[START RECORDS PROVIDED]

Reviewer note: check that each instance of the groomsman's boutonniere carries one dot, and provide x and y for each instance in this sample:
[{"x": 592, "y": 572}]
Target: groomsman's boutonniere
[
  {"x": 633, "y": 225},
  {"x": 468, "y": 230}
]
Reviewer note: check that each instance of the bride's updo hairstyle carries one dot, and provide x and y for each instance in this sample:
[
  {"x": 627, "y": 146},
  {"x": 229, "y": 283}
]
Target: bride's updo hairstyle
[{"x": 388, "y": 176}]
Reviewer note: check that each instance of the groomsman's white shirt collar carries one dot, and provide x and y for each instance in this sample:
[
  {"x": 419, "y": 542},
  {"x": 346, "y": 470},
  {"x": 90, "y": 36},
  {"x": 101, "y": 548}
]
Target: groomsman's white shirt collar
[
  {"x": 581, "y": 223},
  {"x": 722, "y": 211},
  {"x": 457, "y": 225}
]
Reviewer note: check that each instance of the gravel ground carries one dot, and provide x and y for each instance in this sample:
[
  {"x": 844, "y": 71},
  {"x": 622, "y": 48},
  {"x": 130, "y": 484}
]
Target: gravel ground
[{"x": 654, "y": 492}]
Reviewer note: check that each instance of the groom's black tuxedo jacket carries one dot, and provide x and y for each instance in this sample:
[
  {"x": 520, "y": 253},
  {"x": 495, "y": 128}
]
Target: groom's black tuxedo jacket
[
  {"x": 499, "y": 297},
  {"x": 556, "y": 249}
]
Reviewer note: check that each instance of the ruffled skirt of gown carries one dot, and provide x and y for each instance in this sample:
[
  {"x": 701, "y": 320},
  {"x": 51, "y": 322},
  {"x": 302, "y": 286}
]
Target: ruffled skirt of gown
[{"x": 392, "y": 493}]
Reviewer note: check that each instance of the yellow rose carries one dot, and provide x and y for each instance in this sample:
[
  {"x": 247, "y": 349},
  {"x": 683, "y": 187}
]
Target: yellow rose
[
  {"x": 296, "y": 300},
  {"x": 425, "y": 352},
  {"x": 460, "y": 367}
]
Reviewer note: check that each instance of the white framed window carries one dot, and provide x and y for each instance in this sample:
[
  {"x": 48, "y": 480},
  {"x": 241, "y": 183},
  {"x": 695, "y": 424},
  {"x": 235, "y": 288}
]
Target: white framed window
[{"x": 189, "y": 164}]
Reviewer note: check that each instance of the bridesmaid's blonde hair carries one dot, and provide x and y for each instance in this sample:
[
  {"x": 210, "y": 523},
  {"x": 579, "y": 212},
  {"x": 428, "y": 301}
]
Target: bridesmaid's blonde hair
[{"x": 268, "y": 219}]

[END RECORDS PROVIDED]

_WHAT YOU NEED TO DO_
Format the lines above as a JSON list of strings, one string per line and blank lines omitted, beginning with the line that contains "Reviewer note: check that each instance of the yellow" and running through the final line.

_ANSWER TO THIS TASK_
[
  "Reviewer note: check that each instance of the yellow rose carries one dot, and provide x and y for each instance in this sample:",
  "[",
  "  {\"x\": 247, \"y\": 349},",
  "  {\"x\": 683, \"y\": 187}",
  "]",
  "Target: yellow rose",
  "[",
  "  {\"x\": 296, \"y\": 300},",
  "  {\"x\": 425, \"y\": 352},",
  "  {\"x\": 460, \"y\": 367}",
  "]",
  "Reviewer note: check that each instance of the white framed window carries one dot, and provide x and y for each instance in this sample:",
  "[",
  "  {\"x\": 48, \"y\": 480},",
  "  {\"x\": 241, \"y\": 183},",
  "  {\"x\": 695, \"y\": 424},",
  "  {\"x\": 235, \"y\": 288}",
  "]",
  "Target: white framed window",
  "[{\"x\": 189, \"y\": 164}]",
  "Reviewer note: check that each instance of the bridesmaid's blonde hair carries one dot, and provide x and y for each instance in this sample:",
  "[",
  "  {\"x\": 210, \"y\": 523},",
  "  {\"x\": 579, \"y\": 212},",
  "  {\"x\": 428, \"y\": 301}",
  "]",
  "Target: bridesmaid's blonde hair",
  "[{\"x\": 268, \"y\": 219}]"
]